Court gunman’s widow sentenced to life in prison

By Randall Chase, The Associated Press

DOVER, Del. – The ailing widow of a man who killed his former daughter-in-law at a Delaware courthouse was sentenced Friday to life in prison on federal cyberstalking charges.

Lenore Matusiewicz, 69, learned her fate while lying in a bed at Thomas Jefferson University Hospital in Philadelphia.

A federal judge scheduled the emergency sentencing after attorneys agreed it needed to take place in the hospital to ensure that Matusiewicz receives essential medical care.

Her son, David Matusiewicz, told The Associated Press in an email last week that he had been told his mother had only three to six months left to live. He didn’t say why.

David, his mother, and his sister, Amy Gonzalez, were convicted of conspiracy and cyberstalking resulting in the 2013 death of David’s ex-wife, Christine Belford. Prosecutors have said the cyberstalking convictions were unprecedented.

**Tasks to carry out**.
**A.** Summarize the article on the sentencing of Lenore Matusiewicz in two sentences.
**B.** Answer these questions using the article:
(i) In which hospital was Lenore Matusiewicz when she learned her sentence?
(ii) How long did David Matusiewicz say he had been told his mother had left to live?
(iii) In what year did Christine Belford die?
Rely only on the article above for everything that follows.

**Extracted records**.
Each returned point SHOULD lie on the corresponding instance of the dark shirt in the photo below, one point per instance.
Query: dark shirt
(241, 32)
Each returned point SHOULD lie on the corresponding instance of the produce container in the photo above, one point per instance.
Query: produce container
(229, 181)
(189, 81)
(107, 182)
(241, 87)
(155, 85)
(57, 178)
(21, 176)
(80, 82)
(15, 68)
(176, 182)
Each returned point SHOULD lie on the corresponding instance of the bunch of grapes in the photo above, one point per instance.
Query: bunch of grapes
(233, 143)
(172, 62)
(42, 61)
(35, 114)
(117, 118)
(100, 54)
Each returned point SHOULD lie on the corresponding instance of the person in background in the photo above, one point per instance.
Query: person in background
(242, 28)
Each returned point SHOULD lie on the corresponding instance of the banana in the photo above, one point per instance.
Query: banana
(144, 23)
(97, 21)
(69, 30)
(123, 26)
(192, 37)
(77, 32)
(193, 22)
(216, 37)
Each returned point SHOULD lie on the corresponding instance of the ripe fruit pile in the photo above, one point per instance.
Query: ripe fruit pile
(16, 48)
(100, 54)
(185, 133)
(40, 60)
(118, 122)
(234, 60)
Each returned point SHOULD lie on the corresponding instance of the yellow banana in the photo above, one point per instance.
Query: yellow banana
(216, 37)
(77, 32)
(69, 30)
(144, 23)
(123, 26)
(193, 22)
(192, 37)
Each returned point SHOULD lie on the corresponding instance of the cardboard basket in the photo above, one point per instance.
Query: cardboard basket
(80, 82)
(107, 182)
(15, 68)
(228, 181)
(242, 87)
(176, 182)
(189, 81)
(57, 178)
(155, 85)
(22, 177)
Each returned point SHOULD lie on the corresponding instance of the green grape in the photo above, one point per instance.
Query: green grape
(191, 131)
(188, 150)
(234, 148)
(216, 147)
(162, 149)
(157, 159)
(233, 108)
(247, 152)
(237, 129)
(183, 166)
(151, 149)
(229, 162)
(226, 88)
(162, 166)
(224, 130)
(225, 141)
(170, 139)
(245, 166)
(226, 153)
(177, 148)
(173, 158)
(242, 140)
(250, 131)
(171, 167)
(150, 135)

**Answers for this exercise**.
**A.** Lenore Matusiewicz, 69, the ailing widow of a man who killed his former daughter-in-law at a Delaware courthouse, was sentenced Friday to life in prison on federal cyberstalking charges while lying in a bed at Thomas Jefferson University Hospital in Philadelphia. She, her son David and his sister Amy Gonzalez were convicted of conspiracy and cyberstalking resulting in the 2013 death of David's ex-wife, Christine Belford, and prosecutors have called the cyberstalking convictions unprecedented.

**B.**
(i) Thomas Jefferson University Hospital in Philadelphia
(ii) Only three to six months
(iii) 2013